Do you remember having teachers who would punish the whole class for the actions of one or two? Maybe they’d even ask an offender to own up to some transgression, but when they didn’t, the whole class would be kept in after school or during a lunch break. Do remember how bad detention feels when you haven’t done anything to deserve it?
I remember feeling like a real injustice had occurred. Not only had I not committed the crime, I wasn’t the one withholding evidence. Someone else had done something wrong then compounded the situation by staying quiet when they were given the opportunity to confess. That person or persons would cause the entire class to suffer.
It was wrong then and it’s still wrong today … but that’s life.
I’m feeling a little of that sense of injustice today. I’m not the person who caused our economy to heat up but I feel that I’m being punished with today’s rise in official interest rates. I’m going to have to dig deeper into my pockets for our weekly mortgage payments but I didn’t do anything to cause the rate rise.
====
*Set exercise 1:*
From the piece on class detention and interest rates, list every statement in which the writer says what they did not do or were not.
*Set exercise 2:*
Carry on the piece about class detention and interest rates from its final sentence, in the same voice.

*Entries shown:*
====
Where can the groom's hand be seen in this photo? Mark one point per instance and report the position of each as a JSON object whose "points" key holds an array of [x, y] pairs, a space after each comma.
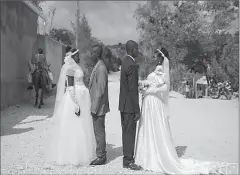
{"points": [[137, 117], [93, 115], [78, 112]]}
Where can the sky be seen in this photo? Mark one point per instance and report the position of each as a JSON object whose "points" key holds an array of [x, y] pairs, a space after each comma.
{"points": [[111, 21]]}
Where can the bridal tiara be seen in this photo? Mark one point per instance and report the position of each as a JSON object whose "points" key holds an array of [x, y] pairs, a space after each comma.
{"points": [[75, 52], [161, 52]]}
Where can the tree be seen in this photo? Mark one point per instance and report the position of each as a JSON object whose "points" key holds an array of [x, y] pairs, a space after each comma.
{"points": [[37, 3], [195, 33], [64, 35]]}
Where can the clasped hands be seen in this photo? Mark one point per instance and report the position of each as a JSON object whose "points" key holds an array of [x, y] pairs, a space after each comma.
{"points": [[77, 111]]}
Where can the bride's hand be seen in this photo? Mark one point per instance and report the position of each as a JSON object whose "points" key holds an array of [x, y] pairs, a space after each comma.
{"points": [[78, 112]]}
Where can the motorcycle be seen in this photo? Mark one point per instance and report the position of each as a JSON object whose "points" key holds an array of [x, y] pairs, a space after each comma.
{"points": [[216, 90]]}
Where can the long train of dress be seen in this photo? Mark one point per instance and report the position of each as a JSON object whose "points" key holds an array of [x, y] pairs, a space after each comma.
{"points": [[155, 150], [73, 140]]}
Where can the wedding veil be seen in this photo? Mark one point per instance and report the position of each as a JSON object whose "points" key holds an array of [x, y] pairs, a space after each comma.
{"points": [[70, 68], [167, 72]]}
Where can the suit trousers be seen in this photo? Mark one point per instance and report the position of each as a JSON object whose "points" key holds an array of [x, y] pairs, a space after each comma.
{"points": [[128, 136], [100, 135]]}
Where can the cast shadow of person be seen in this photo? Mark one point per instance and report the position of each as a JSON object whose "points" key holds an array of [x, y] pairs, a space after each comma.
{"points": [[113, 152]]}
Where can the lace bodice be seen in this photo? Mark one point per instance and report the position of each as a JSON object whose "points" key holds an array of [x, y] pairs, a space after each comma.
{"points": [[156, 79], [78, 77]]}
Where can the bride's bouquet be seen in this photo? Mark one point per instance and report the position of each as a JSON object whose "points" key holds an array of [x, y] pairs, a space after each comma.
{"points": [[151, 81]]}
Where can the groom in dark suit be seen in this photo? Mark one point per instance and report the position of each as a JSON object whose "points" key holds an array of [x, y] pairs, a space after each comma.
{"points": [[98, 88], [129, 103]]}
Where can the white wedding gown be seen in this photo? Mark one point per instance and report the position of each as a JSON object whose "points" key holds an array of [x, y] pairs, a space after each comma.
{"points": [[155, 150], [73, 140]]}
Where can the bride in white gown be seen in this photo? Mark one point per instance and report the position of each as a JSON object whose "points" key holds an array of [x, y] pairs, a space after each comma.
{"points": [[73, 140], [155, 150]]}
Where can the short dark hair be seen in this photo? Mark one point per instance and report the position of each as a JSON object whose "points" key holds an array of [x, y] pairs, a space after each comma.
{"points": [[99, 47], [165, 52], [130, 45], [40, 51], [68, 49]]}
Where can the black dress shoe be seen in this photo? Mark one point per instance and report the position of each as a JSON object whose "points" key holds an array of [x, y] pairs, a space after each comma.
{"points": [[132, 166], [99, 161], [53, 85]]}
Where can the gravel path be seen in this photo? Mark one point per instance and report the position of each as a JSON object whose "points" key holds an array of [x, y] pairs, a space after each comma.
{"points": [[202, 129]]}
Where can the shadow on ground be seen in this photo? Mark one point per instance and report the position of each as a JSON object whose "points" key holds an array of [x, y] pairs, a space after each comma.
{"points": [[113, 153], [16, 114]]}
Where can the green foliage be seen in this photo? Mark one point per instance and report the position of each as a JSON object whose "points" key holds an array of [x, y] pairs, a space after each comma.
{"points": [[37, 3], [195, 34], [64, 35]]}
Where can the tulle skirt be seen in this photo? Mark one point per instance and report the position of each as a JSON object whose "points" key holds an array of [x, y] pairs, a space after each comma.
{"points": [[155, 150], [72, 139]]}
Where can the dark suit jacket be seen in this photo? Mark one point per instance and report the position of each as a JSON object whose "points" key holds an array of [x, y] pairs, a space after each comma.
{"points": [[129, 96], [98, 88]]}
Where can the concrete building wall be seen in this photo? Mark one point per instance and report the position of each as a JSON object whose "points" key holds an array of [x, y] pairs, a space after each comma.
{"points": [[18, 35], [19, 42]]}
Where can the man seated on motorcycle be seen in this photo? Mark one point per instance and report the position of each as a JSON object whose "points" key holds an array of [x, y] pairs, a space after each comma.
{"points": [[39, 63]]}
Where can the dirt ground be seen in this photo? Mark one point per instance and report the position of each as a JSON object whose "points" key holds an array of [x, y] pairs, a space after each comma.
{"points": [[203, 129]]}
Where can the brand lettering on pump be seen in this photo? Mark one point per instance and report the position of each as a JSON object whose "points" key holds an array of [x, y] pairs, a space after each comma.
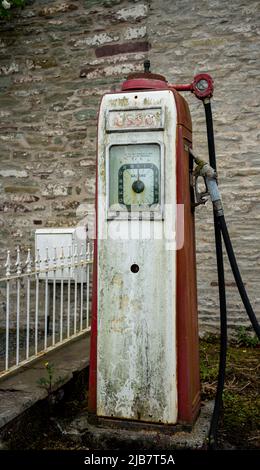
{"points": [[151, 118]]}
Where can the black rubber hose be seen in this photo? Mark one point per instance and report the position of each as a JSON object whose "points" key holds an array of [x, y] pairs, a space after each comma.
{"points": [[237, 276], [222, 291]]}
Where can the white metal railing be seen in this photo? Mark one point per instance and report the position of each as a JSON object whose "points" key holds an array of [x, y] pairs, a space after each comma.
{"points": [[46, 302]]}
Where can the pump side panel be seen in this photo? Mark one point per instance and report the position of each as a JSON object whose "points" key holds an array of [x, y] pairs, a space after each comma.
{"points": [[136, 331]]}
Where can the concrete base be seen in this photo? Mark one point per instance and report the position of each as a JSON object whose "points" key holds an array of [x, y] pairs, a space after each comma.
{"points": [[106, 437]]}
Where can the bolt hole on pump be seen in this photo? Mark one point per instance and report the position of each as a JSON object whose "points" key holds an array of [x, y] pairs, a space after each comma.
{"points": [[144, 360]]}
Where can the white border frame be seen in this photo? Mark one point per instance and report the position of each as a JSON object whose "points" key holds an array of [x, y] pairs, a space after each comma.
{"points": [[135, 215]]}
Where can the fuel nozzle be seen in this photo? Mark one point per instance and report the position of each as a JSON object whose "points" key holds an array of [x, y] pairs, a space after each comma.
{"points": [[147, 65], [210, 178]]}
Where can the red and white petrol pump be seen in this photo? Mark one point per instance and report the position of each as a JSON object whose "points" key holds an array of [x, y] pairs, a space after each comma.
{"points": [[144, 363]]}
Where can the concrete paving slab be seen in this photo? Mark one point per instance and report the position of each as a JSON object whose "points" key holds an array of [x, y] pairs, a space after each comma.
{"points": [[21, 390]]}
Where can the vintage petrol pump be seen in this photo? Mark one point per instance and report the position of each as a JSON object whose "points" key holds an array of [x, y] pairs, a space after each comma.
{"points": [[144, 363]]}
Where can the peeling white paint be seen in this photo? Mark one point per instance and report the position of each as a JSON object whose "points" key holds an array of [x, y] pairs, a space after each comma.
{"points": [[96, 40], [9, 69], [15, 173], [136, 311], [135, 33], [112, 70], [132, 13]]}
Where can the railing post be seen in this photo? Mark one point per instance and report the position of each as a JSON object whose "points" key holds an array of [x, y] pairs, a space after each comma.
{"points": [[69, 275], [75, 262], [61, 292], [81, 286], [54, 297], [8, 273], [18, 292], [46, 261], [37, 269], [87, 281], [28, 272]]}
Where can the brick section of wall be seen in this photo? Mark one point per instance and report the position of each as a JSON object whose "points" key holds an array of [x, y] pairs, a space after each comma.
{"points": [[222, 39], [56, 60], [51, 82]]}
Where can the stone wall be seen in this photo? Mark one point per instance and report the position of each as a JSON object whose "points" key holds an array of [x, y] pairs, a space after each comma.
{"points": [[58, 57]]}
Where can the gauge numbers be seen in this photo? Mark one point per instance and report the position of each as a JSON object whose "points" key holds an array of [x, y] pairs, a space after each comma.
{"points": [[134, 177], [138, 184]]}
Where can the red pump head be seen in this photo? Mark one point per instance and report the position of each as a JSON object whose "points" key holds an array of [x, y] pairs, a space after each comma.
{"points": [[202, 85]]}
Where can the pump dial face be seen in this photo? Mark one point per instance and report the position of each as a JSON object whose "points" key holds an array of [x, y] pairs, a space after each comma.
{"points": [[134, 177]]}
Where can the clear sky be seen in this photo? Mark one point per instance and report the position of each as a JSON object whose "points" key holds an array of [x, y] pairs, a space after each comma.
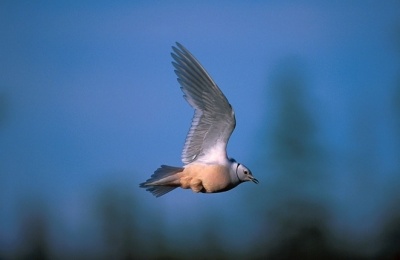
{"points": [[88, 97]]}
====
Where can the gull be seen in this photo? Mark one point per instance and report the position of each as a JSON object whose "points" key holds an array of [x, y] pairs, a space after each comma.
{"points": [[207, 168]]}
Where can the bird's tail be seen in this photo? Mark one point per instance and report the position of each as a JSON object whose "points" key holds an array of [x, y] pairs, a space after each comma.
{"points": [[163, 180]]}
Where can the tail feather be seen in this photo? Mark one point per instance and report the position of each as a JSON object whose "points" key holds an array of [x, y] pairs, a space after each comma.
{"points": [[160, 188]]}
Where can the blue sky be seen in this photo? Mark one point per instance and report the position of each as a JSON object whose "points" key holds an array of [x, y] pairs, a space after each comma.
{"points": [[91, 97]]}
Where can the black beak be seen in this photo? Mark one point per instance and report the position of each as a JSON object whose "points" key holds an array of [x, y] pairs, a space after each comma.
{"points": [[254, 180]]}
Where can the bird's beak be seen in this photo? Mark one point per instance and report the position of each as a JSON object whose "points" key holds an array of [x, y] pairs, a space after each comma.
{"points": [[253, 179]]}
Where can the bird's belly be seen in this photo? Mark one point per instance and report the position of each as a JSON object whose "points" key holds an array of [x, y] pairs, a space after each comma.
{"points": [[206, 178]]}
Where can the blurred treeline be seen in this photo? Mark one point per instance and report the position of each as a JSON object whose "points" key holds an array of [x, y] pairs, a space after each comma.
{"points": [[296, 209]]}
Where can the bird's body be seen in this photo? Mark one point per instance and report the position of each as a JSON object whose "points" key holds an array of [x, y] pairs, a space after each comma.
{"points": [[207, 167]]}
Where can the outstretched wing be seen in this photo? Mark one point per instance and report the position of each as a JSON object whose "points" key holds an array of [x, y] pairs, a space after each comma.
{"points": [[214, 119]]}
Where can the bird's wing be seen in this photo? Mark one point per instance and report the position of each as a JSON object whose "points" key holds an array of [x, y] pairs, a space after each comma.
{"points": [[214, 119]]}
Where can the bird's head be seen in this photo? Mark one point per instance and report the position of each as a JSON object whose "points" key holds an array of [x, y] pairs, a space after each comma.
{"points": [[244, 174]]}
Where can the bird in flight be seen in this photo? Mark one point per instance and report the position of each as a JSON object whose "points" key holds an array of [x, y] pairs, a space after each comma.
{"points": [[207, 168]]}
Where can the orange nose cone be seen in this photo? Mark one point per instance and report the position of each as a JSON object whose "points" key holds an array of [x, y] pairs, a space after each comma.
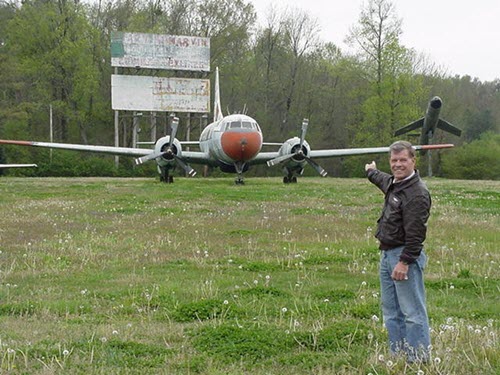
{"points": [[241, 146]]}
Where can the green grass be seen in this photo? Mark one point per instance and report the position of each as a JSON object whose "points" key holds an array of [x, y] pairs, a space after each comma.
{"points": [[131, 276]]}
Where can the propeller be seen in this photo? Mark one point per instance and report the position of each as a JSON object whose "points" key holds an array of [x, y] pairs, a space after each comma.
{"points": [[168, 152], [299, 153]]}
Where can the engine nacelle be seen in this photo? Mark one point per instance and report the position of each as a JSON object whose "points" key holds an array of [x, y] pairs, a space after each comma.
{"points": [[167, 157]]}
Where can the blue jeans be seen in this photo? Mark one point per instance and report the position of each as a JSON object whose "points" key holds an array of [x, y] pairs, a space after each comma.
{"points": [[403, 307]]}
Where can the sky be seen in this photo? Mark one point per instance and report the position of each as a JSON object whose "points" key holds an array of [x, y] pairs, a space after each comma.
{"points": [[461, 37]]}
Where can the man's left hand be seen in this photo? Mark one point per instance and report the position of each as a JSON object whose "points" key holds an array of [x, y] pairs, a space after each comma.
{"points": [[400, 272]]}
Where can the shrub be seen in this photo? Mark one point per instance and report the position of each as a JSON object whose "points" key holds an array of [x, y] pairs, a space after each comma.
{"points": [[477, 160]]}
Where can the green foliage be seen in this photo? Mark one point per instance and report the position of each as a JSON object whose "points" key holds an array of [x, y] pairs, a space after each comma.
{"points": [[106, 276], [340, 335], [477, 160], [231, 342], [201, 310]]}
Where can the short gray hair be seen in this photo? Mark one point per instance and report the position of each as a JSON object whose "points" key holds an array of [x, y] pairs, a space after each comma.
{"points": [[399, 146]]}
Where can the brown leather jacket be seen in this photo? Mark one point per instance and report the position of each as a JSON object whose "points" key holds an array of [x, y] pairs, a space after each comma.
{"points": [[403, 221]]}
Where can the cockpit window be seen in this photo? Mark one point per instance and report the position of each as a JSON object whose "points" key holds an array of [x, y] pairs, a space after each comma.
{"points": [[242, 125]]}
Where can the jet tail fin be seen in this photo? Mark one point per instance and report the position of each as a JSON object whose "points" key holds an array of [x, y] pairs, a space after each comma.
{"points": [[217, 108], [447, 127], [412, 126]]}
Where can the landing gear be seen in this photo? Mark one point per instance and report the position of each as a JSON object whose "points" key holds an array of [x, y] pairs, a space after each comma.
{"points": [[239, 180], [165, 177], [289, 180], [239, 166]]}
====
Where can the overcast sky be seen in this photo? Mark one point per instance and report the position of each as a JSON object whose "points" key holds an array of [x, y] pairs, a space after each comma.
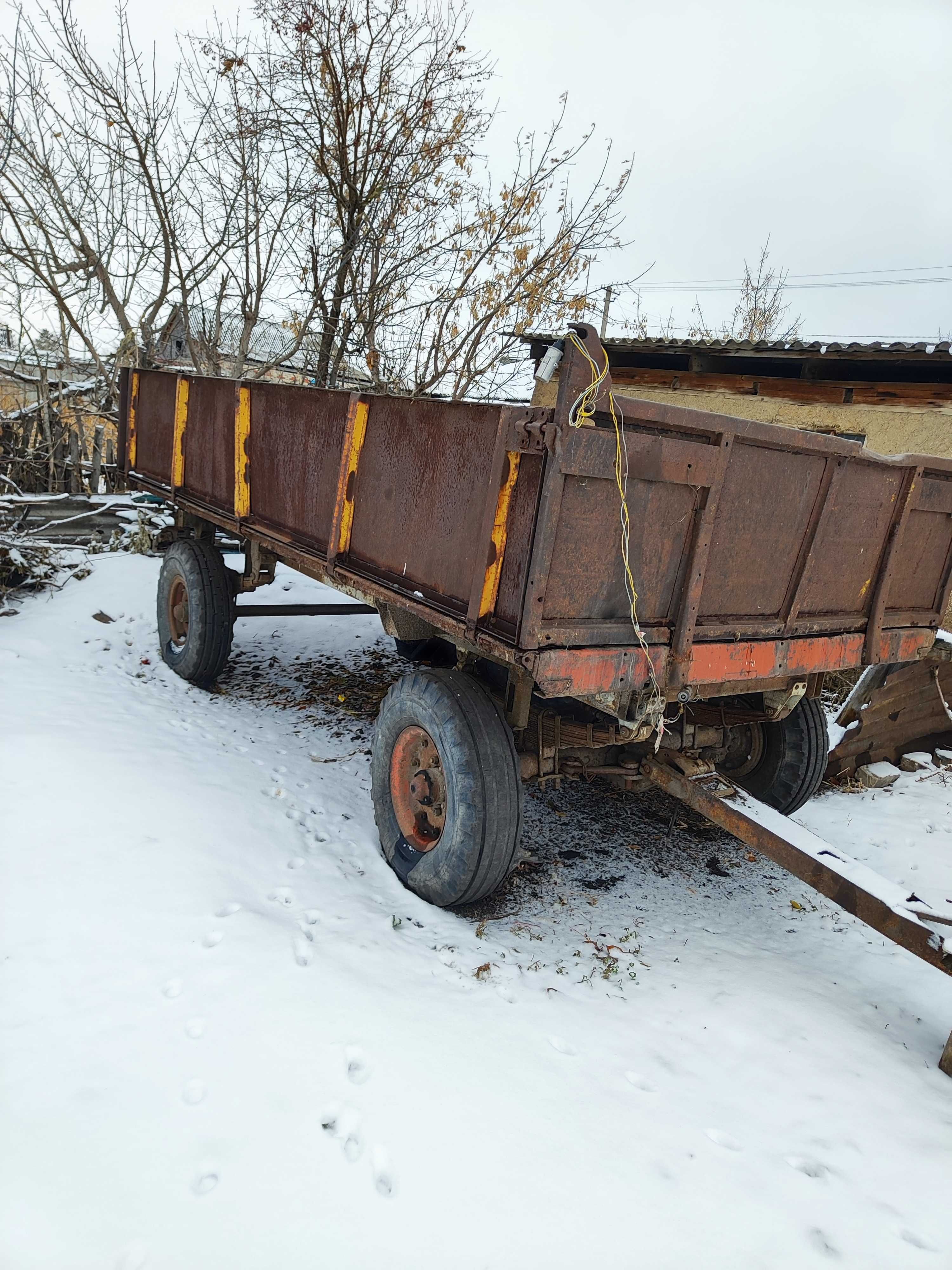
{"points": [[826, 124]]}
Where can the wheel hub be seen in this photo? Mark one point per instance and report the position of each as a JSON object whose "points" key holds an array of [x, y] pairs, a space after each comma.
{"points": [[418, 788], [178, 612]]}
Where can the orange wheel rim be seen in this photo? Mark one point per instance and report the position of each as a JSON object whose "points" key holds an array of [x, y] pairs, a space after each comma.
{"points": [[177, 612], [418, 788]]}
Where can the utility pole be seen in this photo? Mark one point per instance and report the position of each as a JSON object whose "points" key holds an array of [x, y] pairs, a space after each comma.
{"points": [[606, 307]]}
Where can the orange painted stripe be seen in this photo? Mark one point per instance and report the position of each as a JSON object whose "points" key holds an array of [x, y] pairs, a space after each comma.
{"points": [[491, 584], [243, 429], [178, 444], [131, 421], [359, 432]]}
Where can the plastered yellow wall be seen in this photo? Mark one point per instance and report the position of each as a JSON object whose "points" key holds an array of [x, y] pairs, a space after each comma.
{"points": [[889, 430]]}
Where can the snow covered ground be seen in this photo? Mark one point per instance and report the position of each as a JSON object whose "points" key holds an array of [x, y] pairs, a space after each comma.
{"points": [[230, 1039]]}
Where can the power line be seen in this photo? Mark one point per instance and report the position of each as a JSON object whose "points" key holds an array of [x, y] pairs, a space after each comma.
====
*Expected output 1:*
- Had not committed the crime
- Wasn't the one withholding evidence
- Is not the person who caused the economy to heat up
- Didn't do anything to cause the rate rise

*Expected output 2:*
Australia’s economy is growing, fuelled by a mining boom, which means there’s the threat of inflation rising higher than the Reserve Bank thinks is sustainable. Essentially, as I read it, and I’m certainly no economist, times are good and there’s a fear that the economy will heat up too much. Increasing interest rates will help cut down on spending, keeping the economy on an even keel. I understand that much and I see that the Reserve Bank is simply trying to follow good economic practices. I get that. What I don’t get is how people like me get ahead in such times.
I’m not raking in lots of dollars and spending too much. I’m not the one causing inflation to rise. I’m simply the guy who is already struggling to pay the bills and keep his family fed. I’m the guy who just wants to pay the mortgage, buy food, pay for the essentials and occasionally have enough left over for a treat or two, maybe even a family holiday. Instead, I’m just getting by and wondering when I’ll get to experience the ‘good times’ I hear about. There have already been huge hikes in the cost of essentials like electricity and water in recent times. My fear is that the latest interest rate rise will punish some people so much that they’ll lose their homes.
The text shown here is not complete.